╭─ SOURCE PASSAGE

I’ve come to believe that some of us — including me — aren’t very good at knowing how to be happy. I don’t mean that in the sense that happy talk and positive thinking should be able to make us happy regardless of the circumstances. I mean that some of us had so much experience with being unhappy when we were young that we were trained to be unhappy — and that being happy is an unconsciously uncomfortable thing. When I look at times in my past when I should have been happy, it rarely lasted. I believe now that I found reasons to be unhappy — and caused real problems for myself — because being comfortable and happy felt so foreign to my programming. If I’m right, this means that some of us have to do more than just change our circumstances. It means we have to learn how to accept the happiness that we unconsciously fear we don’t deserve.

After I wrote last night about being happy, I thought of an old song that mirrored what I was feeling. After listening to the entire album, I found it remarkable how well the emotions of that music match my own heart at this point in my life. Bob Bennett’s “Matters of the Heart” came out while I was in college. Even after all these years, it holds up really well, and you can listen to the entire album on YouTube. The specific song which matched my feelings last night was “Madness Dancing,” but I still find every song on the album to be strong with the exception of the eighth and ninth. (The song about his parents, called “1951,” is especially poignant.) In fact, the opening and closing songs paint a picture of my heart at its best now in these lines: “A light shining in this heart of darkness, A new beginning and a miracle, Day by day the integration of the concrete and the spiritual.” It’s old music that you’ve probably never heard, but it means a lot to me.

╰─

SHORT EXERCISE A => Copy the listing verbatim from the line containing "post, I would be grateful." through the end of the listing, including both of those lines.

╭─ DATA PROVIDED

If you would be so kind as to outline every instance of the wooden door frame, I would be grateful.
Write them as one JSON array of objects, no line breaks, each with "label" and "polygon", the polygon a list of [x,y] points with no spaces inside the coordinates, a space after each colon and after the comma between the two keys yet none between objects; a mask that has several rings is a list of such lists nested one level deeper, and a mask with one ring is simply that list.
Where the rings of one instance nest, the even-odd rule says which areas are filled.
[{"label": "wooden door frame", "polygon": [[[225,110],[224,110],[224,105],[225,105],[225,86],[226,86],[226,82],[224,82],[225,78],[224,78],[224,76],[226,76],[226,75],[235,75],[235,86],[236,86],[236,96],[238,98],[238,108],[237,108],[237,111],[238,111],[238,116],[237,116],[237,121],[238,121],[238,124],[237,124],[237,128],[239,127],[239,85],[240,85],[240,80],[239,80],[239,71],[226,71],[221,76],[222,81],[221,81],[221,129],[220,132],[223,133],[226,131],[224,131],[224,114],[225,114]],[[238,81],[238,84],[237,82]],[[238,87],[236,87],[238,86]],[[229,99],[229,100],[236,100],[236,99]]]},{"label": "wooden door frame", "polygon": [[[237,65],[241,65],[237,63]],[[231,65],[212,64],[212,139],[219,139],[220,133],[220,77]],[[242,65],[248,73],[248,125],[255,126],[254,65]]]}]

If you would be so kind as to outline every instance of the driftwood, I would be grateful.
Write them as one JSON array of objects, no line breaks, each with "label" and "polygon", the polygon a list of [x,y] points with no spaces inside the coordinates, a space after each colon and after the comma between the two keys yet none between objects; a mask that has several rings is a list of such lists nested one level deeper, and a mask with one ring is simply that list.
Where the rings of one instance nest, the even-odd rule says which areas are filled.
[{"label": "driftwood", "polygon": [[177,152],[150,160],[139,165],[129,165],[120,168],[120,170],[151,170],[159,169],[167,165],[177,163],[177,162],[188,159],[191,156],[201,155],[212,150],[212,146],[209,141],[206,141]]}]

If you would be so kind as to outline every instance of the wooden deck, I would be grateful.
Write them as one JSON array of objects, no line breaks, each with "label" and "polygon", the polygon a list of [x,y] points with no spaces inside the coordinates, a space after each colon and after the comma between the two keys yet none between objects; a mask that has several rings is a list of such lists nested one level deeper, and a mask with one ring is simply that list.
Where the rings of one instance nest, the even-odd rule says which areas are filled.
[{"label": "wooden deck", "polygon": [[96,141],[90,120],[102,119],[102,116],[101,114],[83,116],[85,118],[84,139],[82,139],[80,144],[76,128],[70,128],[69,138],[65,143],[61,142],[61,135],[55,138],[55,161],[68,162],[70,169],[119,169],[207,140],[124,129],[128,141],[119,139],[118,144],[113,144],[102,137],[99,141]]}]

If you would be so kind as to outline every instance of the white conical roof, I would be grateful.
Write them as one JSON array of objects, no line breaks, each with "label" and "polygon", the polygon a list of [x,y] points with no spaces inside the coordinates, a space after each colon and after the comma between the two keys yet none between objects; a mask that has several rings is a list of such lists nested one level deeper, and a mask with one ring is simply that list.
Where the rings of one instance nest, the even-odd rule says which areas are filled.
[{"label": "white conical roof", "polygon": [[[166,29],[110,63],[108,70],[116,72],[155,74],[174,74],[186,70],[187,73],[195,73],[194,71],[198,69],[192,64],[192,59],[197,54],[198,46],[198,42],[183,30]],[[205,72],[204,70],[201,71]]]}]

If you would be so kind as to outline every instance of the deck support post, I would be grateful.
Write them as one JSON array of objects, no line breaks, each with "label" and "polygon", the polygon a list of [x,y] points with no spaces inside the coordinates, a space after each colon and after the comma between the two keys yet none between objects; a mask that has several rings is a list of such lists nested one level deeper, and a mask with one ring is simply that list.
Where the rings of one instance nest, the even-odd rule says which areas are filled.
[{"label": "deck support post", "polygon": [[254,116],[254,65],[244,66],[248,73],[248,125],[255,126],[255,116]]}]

╰─

SHORT EXERCISE B =>
Answer these questions about the passage on happiness:
(i) What does the writer say some of us have to learn to accept?
(ii) Which song matched the writer's feelings last night?
(iii) What is the title of the song about the artist's parents?

WORKED ANSWER A =>
If you would be so kind as to outline every instance of the deck support post, I would be grateful.
Write them as one JSON array of objects, no line breaks, each with "label" and "polygon", the polygon a list of [x,y] points with no spaces inside the coordinates, a space after each colon and after the comma between the two keys yet none between objects; a mask that has several rings is a list of such lists nested one level deeper, and a mask with one ring is simply that list.
Where the rings of one instance nest, the even-odd rule says which areas are filled.
[{"label": "deck support post", "polygon": [[254,116],[254,65],[244,66],[248,73],[248,125],[255,126],[255,116]]}]

WORKED ANSWER B =>
(i) The happiness that we unconsciously fear we don't deserve.
(ii) "Madness Dancing."
(iii) "1951."